Source material:
* * * * * * * * *
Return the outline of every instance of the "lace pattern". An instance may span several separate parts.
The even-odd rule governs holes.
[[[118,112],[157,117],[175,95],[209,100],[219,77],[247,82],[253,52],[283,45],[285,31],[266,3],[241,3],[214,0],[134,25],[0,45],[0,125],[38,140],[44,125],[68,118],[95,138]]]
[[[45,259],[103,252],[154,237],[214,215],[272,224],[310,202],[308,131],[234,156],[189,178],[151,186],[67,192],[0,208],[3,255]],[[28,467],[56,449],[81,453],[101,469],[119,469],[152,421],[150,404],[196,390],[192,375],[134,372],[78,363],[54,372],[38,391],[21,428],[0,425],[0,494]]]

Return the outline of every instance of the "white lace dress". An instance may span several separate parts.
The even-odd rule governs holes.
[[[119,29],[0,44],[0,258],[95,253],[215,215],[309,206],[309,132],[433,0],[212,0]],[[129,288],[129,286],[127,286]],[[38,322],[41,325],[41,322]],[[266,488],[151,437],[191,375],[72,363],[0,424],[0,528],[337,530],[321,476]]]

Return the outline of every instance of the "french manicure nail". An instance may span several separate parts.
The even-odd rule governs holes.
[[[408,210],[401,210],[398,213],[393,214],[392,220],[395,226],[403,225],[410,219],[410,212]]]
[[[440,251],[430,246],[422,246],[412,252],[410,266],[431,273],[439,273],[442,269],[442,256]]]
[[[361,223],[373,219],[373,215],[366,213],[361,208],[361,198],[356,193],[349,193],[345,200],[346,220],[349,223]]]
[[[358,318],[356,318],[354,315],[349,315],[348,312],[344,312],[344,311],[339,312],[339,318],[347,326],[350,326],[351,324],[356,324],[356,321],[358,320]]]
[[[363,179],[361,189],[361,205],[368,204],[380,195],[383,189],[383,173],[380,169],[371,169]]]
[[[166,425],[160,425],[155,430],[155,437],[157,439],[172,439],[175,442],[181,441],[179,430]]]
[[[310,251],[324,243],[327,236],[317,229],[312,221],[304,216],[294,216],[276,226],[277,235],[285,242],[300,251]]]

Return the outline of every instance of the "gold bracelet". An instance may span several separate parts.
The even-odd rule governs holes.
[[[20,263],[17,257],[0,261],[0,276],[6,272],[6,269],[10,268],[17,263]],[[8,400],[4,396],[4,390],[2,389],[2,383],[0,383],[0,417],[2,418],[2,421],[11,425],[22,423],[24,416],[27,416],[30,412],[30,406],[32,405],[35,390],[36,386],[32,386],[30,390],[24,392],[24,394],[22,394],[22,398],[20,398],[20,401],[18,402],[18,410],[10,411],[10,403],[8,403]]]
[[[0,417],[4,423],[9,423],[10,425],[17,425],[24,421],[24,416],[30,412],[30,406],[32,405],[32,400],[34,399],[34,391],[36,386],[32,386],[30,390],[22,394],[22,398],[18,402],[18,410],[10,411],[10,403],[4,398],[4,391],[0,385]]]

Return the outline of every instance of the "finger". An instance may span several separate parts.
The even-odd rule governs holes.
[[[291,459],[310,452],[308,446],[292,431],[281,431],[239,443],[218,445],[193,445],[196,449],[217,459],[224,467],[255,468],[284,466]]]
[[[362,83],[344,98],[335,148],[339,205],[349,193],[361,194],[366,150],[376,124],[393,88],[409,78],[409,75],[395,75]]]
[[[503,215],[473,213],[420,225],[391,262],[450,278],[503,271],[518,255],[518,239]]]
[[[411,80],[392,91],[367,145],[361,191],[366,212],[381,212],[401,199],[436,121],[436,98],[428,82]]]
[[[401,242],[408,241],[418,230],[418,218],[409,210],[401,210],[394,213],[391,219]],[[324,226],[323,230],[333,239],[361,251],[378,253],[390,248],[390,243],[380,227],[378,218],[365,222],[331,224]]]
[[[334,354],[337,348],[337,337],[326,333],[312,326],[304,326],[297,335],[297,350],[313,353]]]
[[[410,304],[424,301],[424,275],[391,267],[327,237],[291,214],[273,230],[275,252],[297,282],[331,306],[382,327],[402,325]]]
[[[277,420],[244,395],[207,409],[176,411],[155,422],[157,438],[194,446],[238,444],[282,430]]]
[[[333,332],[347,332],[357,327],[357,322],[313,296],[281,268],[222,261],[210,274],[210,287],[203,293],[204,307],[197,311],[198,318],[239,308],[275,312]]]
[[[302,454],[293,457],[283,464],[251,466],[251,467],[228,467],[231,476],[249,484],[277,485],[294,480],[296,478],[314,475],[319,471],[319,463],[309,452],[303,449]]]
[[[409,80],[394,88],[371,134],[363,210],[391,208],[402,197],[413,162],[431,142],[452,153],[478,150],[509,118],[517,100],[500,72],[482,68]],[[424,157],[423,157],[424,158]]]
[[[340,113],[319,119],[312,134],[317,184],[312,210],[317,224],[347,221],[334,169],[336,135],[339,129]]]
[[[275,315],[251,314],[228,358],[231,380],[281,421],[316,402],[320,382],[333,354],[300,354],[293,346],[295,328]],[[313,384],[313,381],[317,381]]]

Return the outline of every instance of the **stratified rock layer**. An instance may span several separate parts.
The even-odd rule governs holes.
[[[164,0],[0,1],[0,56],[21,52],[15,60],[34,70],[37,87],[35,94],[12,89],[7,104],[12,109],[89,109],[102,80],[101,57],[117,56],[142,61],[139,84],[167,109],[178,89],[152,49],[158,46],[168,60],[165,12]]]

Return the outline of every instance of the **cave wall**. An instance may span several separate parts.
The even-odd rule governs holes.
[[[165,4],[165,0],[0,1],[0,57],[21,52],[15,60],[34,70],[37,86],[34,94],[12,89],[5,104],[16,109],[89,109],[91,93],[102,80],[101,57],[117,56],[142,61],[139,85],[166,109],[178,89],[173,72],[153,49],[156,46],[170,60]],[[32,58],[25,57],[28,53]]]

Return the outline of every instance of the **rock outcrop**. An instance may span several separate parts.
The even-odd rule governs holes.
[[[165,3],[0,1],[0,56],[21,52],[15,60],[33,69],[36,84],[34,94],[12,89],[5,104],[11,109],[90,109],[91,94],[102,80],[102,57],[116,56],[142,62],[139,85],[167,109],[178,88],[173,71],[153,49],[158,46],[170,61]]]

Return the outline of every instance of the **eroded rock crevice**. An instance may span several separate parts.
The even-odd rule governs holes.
* * * * * * * * *
Repeat every line from the one containing "Return the outline of every instance of the **cave" down to the final line of the records, including both, without any changes.

Written answer:
Return the outline of every instance of the **cave wall**. An instance may span several separate parts.
The even-odd rule governs holes.
[[[165,4],[165,0],[0,1],[0,57],[21,52],[15,60],[34,70],[37,86],[34,94],[12,89],[5,104],[16,109],[89,109],[91,93],[102,80],[101,57],[117,56],[142,61],[139,85],[166,109],[178,89],[173,72],[153,49],[156,46],[170,60]],[[32,58],[25,57],[28,53]]]

Return the outline of every instance of the **rock outcrop**. An instance may span several separate parts.
The even-odd rule governs holes.
[[[165,3],[0,1],[0,56],[21,52],[15,60],[33,69],[36,84],[34,94],[12,89],[5,104],[11,109],[90,109],[91,94],[102,80],[102,57],[116,56],[142,62],[139,85],[167,109],[178,88],[173,71],[153,49],[158,46],[170,61]]]

Return the outline of every instance of the **eroded rock crevice**. An instance may span several separate parts.
The even-odd rule governs holes.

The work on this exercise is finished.